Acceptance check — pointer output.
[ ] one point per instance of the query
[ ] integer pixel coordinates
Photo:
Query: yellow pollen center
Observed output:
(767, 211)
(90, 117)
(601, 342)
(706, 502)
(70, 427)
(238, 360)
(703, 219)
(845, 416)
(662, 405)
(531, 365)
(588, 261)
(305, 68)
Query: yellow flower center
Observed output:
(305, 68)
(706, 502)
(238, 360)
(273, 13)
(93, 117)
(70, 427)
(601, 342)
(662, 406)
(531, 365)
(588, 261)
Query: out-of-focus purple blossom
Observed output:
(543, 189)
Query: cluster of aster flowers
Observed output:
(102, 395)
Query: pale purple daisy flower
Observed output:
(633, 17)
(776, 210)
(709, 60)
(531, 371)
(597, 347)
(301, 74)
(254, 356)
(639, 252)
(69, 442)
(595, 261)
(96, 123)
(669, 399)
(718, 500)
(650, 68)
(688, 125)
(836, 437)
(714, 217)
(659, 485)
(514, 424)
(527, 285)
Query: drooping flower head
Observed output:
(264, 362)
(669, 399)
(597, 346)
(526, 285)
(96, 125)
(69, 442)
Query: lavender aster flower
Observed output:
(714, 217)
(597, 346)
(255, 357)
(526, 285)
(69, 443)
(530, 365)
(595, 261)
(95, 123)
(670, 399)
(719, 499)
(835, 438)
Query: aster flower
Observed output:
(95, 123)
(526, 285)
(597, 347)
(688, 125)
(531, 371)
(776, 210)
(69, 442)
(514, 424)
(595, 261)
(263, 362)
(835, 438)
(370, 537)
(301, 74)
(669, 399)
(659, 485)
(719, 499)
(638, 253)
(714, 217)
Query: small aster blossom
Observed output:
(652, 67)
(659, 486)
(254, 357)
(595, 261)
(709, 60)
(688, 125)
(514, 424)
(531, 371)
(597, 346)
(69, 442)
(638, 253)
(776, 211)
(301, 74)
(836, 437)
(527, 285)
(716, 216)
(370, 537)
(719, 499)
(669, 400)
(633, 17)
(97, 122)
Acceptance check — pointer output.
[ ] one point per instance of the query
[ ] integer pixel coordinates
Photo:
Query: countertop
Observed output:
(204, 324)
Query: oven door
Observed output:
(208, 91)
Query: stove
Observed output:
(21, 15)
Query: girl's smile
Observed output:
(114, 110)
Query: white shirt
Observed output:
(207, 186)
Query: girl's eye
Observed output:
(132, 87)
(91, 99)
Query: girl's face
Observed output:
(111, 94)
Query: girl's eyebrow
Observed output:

____

▶ [Work to complete]:
Would you restate each line of the material above word for word?

▶ [Answer to the exercise]:
Acceptance check — pointer output.
[ ] one point per instance of the query
[ ] integer pixel coordinates
Photo:
Query: yellow pollen center
Observed output:
(767, 211)
(90, 117)
(601, 342)
(706, 502)
(70, 427)
(238, 360)
(703, 219)
(845, 416)
(662, 405)
(531, 365)
(588, 261)
(305, 68)
Query: yellow flower center
Observed output:
(305, 68)
(706, 502)
(238, 360)
(273, 13)
(93, 117)
(70, 427)
(601, 342)
(662, 406)
(531, 365)
(588, 261)
Query: out-of-focus purple blossom
Observed output:
(543, 189)
Query: cluster of aster flowers
Observed output:
(102, 395)
Query: pale purple daisy flower
Observed output:
(633, 17)
(776, 210)
(709, 60)
(531, 371)
(597, 347)
(301, 74)
(254, 356)
(639, 252)
(69, 442)
(595, 261)
(96, 123)
(669, 399)
(718, 500)
(650, 68)
(688, 125)
(836, 437)
(714, 217)
(659, 485)
(514, 424)
(527, 285)
Query: drooping flower head
Observed output:
(264, 362)
(669, 399)
(597, 346)
(526, 285)
(96, 125)
(69, 442)
Query: lavender aster flower
Observed output:
(714, 217)
(597, 346)
(255, 357)
(526, 285)
(69, 443)
(530, 365)
(595, 261)
(95, 123)
(670, 399)
(719, 499)
(835, 438)
Query: aster flower
Observed output:
(95, 123)
(526, 285)
(597, 347)
(688, 125)
(531, 371)
(776, 210)
(69, 442)
(514, 424)
(595, 261)
(263, 362)
(835, 438)
(370, 537)
(301, 74)
(669, 399)
(659, 485)
(719, 499)
(638, 253)
(714, 217)
Query: small aster blossom
Observed output:
(652, 67)
(659, 486)
(254, 357)
(595, 261)
(709, 60)
(688, 125)
(514, 424)
(531, 371)
(597, 346)
(69, 442)
(638, 253)
(776, 211)
(301, 74)
(836, 437)
(527, 285)
(716, 216)
(370, 537)
(719, 499)
(669, 400)
(633, 17)
(97, 122)
Acceptance check — pointer output.
[ ] one point per instance of the query
[ ] integer pixel coordinates
Photo:
Query: countertop
Observed output:
(204, 324)
Query: oven door
Observed output:
(208, 91)
Query: stove
Observed output:
(21, 15)
Query: girl's smile
Observed output:
(114, 110)
Query: white shirt
Observed output:
(207, 186)
Query: girl's eye
Observed output:
(132, 87)
(91, 99)
Query: girl's face
Observed output:
(111, 94)
Query: girl's eyebrow
Observed output:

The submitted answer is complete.